Requirement A -
Answer these questions from the wafer sales report:
(i) What share of total sales did 200-mm wafers represent in Q4 FY'17?
(ii) By what percentage were 300-mm wafer sales in Q4 FY'17 higher than in Q3 FY'17 at constant exchange rates?
(iii) What amount did revenues from royalties and intellectual property reach in Q4 FY'17?
Requirement B - From the wafer sales report, extract the part that opens with the words containing "Revenues from FD-SOI" and closes with "a solid growth.".
==== Text ====
Revenues from FD-SOI wafers (fully depleted silicon-on-insulator for digital mobile and low power applications such as smartphones, automotive, consumer electronics, Internet-of-Things) have further increased but continued to mostly reflect the ongoing qualification process at some foundries with their fabless customers.
In the meantime, sales of SOI substrates for emerging applications, such as Silicon Photonics and Imagers, enjoyed a solid growth.
Excluding revenues from royalties and intellectual property, total 200-mm and 300-mm wafer sales were up 9 percent in Q4 FY'17 at constant exchange rates compared with Q4 FY'161.
200-mm wafer sales
Sales of 200-mm wafers (67 percent of total sales) went up 7 percent at constant exchange rates in Q4 FY'17 compared with Q4 FY'161. This is reflecting an increase in the volume of RF-SOI and Power-SOI wafers sold, which was made possible thanks to the improvement plan implemented at the Bernin I 200-mm production site during the first part of FY'17.
The site continued to operate at full capacity in Q4 FY'17. The volumes produced at Bernin I were complemented by the sale of a few thousands 200-mm wafers produced by Simgui's manufacturing facility in Shanghai, using Soitec's proprietary Smart Cut technology. On a sequential basis, sales of 200-mm wafers however declined by 3 percent at constant exchange rates compared to Q3 FY'17 due to a slightly different product mix.
300-mm wafer sales
Sales of 300-mm wafers in Q4 FY'17 (30 percent of total sales) were up 14 percent at constant exchange rates compared with Q4 FY'16. This is the result of combination of: a sharp but anticipated decline of the PD-SOI product line; a higher level of sales of FD-SOI products; and an increase in other 300-mm products, in particular new Emerging SOI products for digital applications.
On a sequential basis, 300-mm wafer sales of Q4 FY'17 were 57 percent higher at constant exchange rates compared to Q3 FY'17, confirming the expected strong rebound at the Bernin II 300-mm production site. This rebound, which had already started to materialize in Q3 FY'17 after the low point reached in the second quarter of FY'17, is due to an increase in sales of FD-SOI products as well as other 300-mm products, in particular RF 300-mm products and new Emerging SOI products.
Royalties and intellectual property
Revenues from royalties and intellectual property (3 percent of total sales) reached 2.0 million Euros in Q4 FY'17, compared with the exceptionally high level of 5.0 million Euros recorded in Q4 the previous fiscal year. This represents a 61 percent drop at constant exchange rates.
==== Provided material ====
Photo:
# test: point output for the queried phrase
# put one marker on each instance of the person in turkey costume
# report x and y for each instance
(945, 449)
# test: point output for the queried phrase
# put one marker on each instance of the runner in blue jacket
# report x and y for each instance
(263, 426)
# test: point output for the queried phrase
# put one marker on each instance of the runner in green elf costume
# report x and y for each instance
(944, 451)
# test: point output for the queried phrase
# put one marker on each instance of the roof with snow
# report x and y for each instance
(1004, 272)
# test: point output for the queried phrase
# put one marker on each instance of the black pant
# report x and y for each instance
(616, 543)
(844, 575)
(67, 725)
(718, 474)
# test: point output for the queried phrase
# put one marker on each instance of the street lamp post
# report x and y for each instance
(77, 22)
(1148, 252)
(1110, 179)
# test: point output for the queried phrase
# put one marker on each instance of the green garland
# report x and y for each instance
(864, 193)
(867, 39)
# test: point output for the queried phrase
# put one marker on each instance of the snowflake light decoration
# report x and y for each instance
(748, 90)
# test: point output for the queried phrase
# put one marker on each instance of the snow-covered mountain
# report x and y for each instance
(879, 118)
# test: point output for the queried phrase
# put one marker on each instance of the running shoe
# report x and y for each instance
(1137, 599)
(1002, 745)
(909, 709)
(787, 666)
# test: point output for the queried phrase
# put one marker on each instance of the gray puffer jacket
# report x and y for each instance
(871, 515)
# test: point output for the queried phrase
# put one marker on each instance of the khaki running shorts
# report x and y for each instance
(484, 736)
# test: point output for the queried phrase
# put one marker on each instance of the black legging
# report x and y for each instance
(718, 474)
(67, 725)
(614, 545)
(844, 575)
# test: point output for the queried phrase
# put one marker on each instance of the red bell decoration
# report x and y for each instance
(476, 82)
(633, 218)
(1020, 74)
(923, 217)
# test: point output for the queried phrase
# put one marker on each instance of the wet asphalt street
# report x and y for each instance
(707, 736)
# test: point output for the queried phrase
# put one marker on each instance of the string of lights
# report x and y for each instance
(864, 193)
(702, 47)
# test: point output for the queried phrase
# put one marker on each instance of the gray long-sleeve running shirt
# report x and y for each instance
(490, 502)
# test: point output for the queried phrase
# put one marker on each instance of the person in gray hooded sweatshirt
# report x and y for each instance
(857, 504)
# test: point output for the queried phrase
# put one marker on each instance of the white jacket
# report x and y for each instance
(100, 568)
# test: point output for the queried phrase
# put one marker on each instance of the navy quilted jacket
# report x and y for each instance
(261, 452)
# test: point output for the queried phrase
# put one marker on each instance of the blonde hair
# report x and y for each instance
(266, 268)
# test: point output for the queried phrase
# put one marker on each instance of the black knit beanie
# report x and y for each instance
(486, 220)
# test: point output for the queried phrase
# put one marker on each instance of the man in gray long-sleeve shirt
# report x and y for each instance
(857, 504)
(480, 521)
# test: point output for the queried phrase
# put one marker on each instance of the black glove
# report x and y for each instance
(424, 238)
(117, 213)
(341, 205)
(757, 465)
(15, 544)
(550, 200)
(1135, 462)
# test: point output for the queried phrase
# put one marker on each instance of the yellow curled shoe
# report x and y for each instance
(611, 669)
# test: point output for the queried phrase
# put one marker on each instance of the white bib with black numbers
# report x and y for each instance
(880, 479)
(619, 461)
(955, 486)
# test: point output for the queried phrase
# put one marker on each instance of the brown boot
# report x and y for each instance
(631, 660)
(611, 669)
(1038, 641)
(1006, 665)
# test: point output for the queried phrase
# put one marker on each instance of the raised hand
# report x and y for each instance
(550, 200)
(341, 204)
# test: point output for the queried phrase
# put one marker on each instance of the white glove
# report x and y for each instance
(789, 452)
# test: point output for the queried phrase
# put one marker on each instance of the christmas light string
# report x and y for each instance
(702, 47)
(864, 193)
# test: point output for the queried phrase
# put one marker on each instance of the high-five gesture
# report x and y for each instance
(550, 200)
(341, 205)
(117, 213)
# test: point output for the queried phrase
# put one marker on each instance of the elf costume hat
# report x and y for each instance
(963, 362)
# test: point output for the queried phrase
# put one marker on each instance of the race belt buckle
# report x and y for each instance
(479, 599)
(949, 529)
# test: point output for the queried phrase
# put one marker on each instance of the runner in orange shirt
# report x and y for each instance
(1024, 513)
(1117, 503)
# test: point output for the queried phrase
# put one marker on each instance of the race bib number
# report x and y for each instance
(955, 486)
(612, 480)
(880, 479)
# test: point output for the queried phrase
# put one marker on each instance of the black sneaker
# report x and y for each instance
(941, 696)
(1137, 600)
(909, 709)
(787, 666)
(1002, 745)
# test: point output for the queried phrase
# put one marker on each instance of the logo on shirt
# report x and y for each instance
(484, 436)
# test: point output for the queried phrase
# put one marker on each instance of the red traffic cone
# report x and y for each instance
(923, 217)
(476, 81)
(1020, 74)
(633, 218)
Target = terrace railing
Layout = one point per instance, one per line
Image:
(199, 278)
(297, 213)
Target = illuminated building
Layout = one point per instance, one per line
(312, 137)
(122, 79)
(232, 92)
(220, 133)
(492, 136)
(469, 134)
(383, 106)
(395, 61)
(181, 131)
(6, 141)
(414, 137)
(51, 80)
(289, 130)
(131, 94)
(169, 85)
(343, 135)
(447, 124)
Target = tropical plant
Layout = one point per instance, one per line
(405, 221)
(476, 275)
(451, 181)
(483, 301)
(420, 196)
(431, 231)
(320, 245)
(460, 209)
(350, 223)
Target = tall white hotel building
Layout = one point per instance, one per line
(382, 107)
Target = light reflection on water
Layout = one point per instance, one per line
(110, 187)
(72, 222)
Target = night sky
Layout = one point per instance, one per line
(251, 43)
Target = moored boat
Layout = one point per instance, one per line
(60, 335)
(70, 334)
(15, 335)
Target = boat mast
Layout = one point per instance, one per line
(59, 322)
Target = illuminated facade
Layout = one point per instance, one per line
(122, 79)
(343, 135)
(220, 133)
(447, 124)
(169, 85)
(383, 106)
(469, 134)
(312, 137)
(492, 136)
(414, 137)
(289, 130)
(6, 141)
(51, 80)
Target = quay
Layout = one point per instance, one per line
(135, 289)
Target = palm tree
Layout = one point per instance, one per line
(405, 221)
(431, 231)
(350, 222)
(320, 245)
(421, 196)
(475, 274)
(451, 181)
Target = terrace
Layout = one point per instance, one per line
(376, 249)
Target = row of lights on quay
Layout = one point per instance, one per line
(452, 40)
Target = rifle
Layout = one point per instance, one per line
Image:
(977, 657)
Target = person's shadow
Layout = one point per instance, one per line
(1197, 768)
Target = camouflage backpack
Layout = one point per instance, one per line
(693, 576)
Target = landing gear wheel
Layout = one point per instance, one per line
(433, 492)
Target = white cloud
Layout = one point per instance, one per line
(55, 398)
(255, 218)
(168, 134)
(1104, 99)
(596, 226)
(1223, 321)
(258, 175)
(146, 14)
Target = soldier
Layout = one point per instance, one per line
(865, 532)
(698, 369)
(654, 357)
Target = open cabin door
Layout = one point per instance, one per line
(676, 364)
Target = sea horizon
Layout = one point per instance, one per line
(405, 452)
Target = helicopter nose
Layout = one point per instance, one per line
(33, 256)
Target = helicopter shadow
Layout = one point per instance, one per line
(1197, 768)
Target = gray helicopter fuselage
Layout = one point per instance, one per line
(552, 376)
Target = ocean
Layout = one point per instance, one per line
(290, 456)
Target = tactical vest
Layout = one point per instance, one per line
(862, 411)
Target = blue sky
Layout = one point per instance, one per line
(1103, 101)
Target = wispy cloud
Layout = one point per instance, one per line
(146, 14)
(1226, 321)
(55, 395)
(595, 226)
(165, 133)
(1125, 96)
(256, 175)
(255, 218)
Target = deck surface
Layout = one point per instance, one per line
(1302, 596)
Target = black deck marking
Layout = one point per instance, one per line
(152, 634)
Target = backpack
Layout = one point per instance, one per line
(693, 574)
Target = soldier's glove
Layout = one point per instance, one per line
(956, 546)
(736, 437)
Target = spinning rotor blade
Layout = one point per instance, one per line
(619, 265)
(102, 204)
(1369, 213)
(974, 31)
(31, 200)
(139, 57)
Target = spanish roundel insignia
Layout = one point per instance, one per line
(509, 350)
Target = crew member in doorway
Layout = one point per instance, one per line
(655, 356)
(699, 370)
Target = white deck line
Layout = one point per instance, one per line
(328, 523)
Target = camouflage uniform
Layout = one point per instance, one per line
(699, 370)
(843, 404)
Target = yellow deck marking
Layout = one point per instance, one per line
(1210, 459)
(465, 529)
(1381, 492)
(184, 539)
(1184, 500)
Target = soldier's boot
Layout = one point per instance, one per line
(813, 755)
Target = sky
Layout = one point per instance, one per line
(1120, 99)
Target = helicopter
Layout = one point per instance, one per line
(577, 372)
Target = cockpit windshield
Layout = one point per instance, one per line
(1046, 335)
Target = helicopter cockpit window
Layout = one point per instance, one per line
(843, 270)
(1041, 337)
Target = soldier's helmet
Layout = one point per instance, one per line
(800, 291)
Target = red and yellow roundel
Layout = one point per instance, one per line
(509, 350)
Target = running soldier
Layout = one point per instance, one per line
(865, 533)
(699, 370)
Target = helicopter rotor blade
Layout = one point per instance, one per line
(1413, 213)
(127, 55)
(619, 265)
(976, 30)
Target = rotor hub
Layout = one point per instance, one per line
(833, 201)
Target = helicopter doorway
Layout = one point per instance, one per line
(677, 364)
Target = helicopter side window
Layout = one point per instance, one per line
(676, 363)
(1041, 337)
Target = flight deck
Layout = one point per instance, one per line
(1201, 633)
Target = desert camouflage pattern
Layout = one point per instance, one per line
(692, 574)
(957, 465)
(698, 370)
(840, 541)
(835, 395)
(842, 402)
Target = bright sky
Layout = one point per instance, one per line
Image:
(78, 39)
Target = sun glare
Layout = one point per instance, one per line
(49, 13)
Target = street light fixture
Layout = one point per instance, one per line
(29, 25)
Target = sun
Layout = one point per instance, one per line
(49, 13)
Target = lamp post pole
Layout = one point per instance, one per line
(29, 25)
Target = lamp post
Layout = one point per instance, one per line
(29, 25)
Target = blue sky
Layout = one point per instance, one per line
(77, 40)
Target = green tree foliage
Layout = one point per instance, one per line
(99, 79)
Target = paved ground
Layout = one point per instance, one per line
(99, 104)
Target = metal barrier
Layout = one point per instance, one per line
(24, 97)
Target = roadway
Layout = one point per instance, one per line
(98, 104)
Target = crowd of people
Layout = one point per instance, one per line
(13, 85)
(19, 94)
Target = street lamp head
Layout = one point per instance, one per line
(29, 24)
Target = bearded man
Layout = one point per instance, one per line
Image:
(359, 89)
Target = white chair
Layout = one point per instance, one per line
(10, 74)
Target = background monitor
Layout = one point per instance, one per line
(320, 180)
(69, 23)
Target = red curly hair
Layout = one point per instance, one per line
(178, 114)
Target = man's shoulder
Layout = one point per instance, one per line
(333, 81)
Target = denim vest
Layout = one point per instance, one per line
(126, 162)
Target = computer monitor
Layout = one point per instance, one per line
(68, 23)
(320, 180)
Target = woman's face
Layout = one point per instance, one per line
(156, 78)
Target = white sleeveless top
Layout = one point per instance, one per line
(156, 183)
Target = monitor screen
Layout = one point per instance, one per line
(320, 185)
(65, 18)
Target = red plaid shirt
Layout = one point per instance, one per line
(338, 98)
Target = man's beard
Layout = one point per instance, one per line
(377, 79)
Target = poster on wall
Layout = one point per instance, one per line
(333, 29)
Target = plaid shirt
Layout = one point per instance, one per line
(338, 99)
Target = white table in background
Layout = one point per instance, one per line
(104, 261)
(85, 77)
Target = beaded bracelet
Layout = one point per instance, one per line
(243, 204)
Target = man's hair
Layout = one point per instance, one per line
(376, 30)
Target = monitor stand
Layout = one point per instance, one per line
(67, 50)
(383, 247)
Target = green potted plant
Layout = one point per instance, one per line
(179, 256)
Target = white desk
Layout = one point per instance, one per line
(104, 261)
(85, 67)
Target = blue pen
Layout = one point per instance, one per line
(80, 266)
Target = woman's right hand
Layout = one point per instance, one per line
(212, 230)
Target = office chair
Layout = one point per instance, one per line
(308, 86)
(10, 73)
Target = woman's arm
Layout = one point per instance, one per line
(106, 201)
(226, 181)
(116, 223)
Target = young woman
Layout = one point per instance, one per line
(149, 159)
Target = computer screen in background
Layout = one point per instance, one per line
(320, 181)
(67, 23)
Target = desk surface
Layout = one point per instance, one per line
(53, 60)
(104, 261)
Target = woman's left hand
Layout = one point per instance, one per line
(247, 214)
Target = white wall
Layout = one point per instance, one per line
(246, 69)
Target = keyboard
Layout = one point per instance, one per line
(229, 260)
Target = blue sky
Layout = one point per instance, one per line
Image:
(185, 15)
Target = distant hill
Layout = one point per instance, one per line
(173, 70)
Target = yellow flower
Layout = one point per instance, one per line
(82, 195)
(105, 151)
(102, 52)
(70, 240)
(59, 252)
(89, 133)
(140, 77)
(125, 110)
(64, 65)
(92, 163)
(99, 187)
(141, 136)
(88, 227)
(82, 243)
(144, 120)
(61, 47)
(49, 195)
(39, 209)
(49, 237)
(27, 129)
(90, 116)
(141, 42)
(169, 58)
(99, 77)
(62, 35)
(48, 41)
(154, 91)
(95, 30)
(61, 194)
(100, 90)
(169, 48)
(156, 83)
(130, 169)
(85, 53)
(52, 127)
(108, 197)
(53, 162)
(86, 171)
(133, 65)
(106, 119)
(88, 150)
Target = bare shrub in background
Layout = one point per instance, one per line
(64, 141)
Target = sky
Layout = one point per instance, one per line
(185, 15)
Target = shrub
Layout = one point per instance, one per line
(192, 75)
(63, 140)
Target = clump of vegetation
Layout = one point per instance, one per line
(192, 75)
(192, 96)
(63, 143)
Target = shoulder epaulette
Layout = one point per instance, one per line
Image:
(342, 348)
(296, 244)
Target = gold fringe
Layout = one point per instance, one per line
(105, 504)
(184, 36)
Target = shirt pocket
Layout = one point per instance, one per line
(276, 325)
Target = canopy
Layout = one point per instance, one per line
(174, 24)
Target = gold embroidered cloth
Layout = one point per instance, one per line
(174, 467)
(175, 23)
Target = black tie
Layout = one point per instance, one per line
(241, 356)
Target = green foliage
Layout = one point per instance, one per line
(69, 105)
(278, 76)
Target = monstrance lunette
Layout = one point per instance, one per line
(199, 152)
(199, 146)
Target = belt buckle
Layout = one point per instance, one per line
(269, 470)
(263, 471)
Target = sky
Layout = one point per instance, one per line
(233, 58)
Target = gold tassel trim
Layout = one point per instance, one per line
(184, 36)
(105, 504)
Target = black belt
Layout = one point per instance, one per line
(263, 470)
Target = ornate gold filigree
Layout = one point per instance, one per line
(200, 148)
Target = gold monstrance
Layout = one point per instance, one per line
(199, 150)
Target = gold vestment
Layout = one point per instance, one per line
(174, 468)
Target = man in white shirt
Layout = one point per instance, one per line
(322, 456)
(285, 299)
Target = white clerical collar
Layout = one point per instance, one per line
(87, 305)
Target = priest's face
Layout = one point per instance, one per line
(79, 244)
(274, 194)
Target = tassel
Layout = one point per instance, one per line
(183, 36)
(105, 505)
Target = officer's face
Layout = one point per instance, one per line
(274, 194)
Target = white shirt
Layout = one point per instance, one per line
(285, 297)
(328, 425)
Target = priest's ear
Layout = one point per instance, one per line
====
Answer space A -
(i) 67 percent
(ii) 57 percent
(iii) 2.0 million Euros

Answer space B -
Revenues from FD-SOI wafers (fully depleted silicon-on-insulator for digital mobile and low power applications such as smartphones, automotive, consumer electronics, Internet-of-Things) have further increased but continued to mostly reflect the ongoing qualification process at some foundries with their fabless customers.
In the meantime, sales of SOI substrates for emerging applications, such as Silicon Photonics and Imagers, enjoyed a solid growth.